This was a drawing that my daughter did when she found me awake at 3 or 4 am, writing furiously in my notebook and decided to accompany me.
I was in the middle of a drug-induced psychosis and I didn't know. Here were my symptoms:
1.Decreased need of sleep. For the 3 days that I was unwell, I barely slept for more than 3 hours and I felt fine.
2.Racing thoughts and ideas
4.Delusion - that I was someone important and have supernatural power.
In the state of sleep deprivation, I had thought that my homonymous hemianopia was healed. Thankfully, I consulted my neurologist friend and it was not true. She noticed that something was wrong with me and told my husband about it.
When my daughter started mirroring my behaviour on the third day, it came crashing down on me that I was severely ill. I didn't have supernatural power, I wasn't healed and no miracle has happened to me.
I felt very fortunate that I am experienced in #mentalhealth that the moment I calmed down I was able to accept that I was ill and took action. When I was in the midst of it, I couldn't believe that I was having bipolar symptoms as my husband had suggested. We found out subsequently that it was a drug-induced psychosis and I saw a psychiatrist to ensure that I didn't have any residual effect.
Why am I sharing this story?
The main purpose is to be in solidarity with all those who suffer from mental health challenges on this ##worldmentalhealthday2021 and to raise awareness and to #reducethestigma by #killingtheshame. When we talk about our own encounter with mental health issues, we normalise it and we may inspire or encourage another person to step forward to seek help or to share their experiences.

■ Instructions to follow
Answer these questions from the post about drug-induced psychosis:
1. For how many days was the writer unwell?
2. Who noticed that something was wrong with the writer and told the husband?
3. What kind of symptoms did the husband suggest the writer was having?
The listing that comes next has no connection to the post about drug-induced psychosis.

■ Data provided
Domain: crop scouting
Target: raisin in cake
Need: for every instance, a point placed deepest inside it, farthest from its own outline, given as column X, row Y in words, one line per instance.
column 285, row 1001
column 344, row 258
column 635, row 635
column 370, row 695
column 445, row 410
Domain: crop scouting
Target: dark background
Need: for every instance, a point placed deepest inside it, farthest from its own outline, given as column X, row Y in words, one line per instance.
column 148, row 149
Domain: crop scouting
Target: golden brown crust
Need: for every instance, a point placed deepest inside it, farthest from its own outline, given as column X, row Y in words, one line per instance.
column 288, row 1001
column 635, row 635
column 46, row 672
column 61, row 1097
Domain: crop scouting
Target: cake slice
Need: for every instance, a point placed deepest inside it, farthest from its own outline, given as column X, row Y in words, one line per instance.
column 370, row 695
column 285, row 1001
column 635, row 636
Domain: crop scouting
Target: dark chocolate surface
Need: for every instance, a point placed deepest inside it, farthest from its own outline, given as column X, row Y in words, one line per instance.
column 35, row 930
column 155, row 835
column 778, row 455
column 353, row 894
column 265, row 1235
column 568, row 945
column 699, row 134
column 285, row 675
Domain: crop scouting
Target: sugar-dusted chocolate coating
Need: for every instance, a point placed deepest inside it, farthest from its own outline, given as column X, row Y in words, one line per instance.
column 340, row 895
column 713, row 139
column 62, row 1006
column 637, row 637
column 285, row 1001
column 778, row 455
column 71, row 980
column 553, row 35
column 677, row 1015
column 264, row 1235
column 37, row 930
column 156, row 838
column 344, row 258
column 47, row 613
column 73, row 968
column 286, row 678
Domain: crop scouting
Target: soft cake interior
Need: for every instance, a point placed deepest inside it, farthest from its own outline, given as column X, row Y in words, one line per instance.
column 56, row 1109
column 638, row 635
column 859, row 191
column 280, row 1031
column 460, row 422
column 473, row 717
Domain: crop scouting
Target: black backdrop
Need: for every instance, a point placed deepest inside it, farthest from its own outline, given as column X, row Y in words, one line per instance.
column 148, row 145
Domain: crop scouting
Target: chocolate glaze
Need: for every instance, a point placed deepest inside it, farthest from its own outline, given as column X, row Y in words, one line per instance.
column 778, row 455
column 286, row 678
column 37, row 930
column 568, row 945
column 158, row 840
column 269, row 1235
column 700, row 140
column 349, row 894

■ Solution
1. The writer was unwell for 3 days.
2. The writer's neurologist friend noticed it and told the husband.
3. The husband suggested that the writer was having bipolar symptoms.